# What the task asks
Using the records below, repeat exactly the lines from the one holding "Target: front grille" through the one holding "Find the metal", both ends included, and no others.
====================
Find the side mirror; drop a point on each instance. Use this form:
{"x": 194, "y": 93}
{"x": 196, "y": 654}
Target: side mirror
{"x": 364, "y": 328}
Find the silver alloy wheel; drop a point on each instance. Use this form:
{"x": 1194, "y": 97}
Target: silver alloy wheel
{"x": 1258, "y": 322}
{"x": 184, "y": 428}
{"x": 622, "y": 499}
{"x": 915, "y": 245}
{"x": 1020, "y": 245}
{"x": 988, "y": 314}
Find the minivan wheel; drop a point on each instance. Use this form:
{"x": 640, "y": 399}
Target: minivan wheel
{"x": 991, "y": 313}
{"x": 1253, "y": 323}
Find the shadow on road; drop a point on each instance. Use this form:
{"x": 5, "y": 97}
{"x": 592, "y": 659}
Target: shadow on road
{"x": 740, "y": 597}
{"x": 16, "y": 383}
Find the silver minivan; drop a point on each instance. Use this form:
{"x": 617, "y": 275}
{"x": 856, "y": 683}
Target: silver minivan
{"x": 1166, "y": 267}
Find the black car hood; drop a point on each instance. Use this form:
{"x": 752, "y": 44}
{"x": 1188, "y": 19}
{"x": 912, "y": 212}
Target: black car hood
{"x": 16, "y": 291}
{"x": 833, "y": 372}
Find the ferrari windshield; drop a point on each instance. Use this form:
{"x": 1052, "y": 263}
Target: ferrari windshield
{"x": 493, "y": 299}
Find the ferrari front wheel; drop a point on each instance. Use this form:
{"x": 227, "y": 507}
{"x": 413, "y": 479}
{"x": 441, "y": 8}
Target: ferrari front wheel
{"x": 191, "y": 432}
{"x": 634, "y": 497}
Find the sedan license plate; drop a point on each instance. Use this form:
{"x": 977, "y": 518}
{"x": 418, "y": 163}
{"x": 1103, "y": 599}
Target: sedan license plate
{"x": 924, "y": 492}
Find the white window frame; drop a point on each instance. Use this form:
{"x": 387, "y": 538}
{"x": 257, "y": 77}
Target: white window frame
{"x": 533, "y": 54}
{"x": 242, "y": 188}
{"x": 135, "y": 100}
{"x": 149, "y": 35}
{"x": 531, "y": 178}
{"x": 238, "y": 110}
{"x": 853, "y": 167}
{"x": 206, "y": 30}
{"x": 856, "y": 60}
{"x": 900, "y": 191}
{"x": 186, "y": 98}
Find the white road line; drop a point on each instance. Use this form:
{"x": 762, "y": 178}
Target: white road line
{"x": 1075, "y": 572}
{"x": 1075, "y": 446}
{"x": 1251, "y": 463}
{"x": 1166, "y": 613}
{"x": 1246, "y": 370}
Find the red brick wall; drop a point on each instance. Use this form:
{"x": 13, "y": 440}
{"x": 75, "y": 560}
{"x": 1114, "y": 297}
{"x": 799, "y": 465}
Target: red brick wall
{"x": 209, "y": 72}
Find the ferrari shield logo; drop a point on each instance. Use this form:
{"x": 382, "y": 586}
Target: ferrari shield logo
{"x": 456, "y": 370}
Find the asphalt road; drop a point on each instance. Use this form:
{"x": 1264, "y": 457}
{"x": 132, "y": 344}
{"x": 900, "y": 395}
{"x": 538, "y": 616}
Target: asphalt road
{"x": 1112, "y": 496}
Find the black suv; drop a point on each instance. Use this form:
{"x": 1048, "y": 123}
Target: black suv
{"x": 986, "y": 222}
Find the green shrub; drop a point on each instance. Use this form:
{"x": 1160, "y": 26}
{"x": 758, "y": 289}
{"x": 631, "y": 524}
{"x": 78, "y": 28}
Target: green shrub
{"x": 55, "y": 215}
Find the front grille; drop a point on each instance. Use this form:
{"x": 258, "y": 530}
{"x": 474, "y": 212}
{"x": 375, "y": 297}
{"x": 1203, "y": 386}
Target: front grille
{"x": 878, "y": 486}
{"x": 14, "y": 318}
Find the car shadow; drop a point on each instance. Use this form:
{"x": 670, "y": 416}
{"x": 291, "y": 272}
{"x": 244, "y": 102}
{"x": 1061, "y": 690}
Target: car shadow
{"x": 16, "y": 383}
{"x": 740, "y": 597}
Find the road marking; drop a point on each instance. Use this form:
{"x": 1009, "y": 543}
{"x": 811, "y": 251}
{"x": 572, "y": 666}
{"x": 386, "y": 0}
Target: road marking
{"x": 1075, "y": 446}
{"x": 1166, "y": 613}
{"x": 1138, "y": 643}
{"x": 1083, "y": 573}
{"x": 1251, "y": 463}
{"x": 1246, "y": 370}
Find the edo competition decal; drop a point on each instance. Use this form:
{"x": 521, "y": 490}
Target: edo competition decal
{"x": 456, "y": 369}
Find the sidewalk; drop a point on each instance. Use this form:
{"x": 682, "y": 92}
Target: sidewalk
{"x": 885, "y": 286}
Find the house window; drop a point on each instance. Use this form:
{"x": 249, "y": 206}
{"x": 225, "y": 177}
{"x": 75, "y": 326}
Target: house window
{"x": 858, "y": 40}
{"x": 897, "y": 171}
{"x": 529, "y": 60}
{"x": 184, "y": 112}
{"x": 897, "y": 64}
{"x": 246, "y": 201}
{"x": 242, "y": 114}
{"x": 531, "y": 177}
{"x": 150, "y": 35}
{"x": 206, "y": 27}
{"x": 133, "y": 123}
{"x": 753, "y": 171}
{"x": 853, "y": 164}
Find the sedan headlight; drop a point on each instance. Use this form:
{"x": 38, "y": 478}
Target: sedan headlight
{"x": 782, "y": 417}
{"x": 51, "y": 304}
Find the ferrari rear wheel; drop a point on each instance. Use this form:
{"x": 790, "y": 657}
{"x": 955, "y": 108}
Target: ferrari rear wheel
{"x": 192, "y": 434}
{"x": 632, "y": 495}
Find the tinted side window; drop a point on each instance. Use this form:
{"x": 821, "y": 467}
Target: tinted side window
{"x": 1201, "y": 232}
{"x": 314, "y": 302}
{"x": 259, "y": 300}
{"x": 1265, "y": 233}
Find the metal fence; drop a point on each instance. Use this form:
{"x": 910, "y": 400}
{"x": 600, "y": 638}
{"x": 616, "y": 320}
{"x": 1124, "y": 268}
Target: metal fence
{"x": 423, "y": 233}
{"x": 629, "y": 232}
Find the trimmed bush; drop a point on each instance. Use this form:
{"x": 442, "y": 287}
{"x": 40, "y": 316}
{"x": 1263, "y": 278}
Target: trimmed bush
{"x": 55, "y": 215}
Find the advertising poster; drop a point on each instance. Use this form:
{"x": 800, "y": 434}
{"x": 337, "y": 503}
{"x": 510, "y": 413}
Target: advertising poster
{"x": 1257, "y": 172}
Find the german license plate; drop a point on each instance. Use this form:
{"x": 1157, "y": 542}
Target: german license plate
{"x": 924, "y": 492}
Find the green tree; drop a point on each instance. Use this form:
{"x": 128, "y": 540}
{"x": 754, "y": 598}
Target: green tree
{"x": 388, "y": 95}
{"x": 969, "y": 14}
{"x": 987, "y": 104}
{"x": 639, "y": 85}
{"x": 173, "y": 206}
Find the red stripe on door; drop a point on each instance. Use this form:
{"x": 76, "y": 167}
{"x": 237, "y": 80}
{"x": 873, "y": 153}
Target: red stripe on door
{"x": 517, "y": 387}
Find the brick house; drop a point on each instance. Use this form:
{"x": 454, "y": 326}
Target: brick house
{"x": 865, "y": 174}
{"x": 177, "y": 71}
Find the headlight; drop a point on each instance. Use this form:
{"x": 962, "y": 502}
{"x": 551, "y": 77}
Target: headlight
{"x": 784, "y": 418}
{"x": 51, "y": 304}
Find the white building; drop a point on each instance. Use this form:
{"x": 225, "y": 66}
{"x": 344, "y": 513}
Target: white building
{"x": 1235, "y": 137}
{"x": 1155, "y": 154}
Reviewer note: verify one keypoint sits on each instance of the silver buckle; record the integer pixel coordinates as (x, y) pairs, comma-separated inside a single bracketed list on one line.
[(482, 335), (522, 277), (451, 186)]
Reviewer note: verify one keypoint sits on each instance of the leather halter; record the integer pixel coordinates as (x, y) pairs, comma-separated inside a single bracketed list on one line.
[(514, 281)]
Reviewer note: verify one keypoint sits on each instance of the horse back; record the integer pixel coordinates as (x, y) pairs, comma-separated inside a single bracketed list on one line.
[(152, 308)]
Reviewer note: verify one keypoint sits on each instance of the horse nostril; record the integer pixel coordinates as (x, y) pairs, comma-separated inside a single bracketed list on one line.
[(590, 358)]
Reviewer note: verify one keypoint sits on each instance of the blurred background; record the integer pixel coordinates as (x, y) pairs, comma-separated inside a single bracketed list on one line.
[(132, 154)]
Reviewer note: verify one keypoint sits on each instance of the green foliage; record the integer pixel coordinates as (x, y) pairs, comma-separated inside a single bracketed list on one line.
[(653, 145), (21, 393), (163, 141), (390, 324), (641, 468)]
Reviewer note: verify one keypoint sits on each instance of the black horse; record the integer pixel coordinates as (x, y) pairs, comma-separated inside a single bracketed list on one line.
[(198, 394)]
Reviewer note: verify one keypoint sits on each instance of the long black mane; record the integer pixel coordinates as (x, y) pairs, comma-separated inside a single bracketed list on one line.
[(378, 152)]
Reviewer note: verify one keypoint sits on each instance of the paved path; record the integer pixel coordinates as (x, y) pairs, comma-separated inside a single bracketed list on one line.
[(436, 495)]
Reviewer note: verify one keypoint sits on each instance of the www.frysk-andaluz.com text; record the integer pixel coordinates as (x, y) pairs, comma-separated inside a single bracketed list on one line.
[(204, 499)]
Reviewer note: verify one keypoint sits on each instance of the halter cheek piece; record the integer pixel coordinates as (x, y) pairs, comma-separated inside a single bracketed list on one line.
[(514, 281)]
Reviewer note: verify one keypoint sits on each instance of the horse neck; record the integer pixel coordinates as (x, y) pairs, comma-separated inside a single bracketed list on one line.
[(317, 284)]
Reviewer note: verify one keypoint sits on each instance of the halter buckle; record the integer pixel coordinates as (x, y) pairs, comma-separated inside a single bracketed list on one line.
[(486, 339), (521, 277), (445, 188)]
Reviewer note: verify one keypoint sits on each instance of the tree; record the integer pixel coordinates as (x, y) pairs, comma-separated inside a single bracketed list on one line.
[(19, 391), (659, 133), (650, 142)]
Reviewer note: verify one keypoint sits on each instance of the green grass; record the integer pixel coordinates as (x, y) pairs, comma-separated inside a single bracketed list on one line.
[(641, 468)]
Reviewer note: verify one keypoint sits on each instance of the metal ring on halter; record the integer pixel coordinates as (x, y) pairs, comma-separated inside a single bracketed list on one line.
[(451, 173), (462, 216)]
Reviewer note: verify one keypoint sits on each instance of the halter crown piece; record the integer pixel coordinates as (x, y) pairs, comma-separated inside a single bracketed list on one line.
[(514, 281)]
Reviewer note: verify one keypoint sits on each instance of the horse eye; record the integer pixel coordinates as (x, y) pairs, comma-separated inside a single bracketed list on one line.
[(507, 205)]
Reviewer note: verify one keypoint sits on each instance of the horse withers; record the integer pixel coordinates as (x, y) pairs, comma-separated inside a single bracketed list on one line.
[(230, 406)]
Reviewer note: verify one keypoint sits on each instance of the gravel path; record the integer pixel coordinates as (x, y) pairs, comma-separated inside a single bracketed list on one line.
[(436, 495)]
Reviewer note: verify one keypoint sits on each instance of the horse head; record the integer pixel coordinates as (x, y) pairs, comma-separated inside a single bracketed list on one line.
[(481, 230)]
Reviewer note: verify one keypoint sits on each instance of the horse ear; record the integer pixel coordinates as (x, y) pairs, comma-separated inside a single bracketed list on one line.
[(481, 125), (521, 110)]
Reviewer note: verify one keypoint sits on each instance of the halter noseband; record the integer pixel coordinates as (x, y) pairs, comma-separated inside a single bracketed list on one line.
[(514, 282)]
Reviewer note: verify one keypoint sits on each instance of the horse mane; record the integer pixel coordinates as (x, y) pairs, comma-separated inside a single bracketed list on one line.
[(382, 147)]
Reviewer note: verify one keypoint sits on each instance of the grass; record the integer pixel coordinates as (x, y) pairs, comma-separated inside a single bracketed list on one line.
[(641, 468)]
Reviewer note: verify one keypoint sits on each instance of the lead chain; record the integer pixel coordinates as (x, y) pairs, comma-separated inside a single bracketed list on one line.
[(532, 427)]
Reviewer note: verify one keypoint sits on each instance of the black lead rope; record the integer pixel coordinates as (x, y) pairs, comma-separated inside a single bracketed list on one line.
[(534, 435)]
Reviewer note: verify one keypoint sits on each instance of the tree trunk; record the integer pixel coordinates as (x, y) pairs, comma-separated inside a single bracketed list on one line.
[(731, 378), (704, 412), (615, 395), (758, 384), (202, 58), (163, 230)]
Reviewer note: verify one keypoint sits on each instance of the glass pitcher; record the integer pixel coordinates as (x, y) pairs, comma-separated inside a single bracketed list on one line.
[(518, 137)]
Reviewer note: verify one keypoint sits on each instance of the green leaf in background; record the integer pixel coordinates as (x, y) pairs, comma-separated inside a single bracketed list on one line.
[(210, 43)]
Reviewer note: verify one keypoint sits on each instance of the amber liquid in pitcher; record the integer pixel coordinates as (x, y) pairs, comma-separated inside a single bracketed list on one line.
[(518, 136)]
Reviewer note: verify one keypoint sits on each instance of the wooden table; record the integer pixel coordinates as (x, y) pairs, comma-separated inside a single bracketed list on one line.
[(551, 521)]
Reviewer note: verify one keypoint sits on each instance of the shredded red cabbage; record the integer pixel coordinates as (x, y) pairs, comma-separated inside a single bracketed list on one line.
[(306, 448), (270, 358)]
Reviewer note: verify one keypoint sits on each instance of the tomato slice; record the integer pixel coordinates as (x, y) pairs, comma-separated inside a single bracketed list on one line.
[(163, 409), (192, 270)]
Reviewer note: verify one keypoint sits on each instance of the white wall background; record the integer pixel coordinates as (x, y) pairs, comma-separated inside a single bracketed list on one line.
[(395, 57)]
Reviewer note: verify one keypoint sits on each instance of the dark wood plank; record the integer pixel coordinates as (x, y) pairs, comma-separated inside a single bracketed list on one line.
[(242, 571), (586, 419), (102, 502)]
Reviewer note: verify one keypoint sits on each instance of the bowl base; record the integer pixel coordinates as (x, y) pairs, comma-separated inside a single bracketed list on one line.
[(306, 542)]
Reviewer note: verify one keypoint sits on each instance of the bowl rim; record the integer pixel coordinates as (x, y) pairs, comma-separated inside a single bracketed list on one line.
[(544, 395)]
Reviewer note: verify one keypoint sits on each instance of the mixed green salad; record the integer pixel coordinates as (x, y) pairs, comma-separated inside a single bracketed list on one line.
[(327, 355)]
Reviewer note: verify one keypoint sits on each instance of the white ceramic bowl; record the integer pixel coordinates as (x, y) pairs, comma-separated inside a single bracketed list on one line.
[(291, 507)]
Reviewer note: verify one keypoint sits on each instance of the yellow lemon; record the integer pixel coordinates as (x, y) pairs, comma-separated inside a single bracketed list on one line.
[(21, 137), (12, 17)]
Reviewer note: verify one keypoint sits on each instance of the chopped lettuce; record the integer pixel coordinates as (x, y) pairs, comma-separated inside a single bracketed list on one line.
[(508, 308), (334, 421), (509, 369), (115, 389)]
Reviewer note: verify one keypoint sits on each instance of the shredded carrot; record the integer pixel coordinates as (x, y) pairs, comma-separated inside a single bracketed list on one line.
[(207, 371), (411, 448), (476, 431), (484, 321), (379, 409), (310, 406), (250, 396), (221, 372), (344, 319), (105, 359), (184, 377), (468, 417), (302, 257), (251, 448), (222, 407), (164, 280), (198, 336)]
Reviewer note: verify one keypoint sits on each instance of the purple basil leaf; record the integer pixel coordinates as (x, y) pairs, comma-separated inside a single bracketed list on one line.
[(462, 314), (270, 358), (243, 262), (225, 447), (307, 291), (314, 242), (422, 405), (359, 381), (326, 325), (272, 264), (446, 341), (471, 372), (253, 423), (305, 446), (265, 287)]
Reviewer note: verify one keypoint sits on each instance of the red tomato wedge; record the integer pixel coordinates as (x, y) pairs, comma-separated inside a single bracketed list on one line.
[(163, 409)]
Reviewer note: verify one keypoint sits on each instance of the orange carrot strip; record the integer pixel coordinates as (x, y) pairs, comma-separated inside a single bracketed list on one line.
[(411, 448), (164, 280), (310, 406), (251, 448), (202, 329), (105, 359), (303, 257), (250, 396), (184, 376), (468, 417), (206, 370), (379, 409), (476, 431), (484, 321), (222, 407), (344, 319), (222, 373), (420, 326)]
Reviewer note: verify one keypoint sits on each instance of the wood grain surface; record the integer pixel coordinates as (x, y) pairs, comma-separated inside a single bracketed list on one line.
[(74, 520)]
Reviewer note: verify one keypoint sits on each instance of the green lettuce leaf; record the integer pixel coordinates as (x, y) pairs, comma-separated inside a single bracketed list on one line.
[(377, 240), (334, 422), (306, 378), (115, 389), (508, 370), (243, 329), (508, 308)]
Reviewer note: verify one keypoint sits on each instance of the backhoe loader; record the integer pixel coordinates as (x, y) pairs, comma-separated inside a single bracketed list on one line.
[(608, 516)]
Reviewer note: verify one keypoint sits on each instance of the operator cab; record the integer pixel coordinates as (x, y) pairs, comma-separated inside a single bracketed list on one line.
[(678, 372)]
====================
# Reply
Target: front grille
{"x": 878, "y": 486}
{"x": 14, "y": 318}
Find the car shadow; drop a point on each instance. Use this form:
{"x": 670, "y": 416}
{"x": 291, "y": 272}
{"x": 244, "y": 102}
{"x": 1061, "y": 690}
Target: car shadow
{"x": 16, "y": 383}
{"x": 740, "y": 597}
Find the road marking; drop a point on each instance. Use this form:
{"x": 1009, "y": 543}
{"x": 811, "y": 251}
{"x": 572, "y": 666}
{"x": 386, "y": 0}
Target: road marking
{"x": 1075, "y": 446}
{"x": 1166, "y": 613}
{"x": 1138, "y": 643}
{"x": 1083, "y": 573}
{"x": 1251, "y": 463}
{"x": 1246, "y": 370}
Find the edo competition decal; drop a point on each instance. Use this form:
{"x": 521, "y": 490}
Target: edo competition decal
{"x": 456, "y": 369}
Find the sidewalk; drop a point on each instance. Use this form:
{"x": 682, "y": 92}
Target: sidewalk
{"x": 885, "y": 286}
Find the house window; drop a point on each instance. Use this form:
{"x": 249, "y": 206}
{"x": 225, "y": 177}
{"x": 75, "y": 326}
Target: house window
{"x": 858, "y": 40}
{"x": 897, "y": 171}
{"x": 529, "y": 60}
{"x": 184, "y": 112}
{"x": 897, "y": 64}
{"x": 246, "y": 201}
{"x": 242, "y": 114}
{"x": 531, "y": 177}
{"x": 150, "y": 35}
{"x": 206, "y": 27}
{"x": 133, "y": 123}
{"x": 753, "y": 171}
{"x": 853, "y": 164}
Find the sedan headlight; drop a point on each instance. Use this form:
{"x": 38, "y": 478}
Target: sedan headlight
{"x": 782, "y": 417}
{"x": 51, "y": 304}
Find the ferrari rear wheel; drop a point on each instance. Use this form:
{"x": 790, "y": 657}
{"x": 955, "y": 108}
Target: ferrari rear wheel
{"x": 192, "y": 434}
{"x": 632, "y": 495}
Find the tinted side window; drop a point on each instance. Use this form:
{"x": 821, "y": 467}
Target: tinted side window
{"x": 1201, "y": 232}
{"x": 314, "y": 302}
{"x": 259, "y": 300}
{"x": 1265, "y": 233}
Find the metal fence; drop a point on each instance. Use this form:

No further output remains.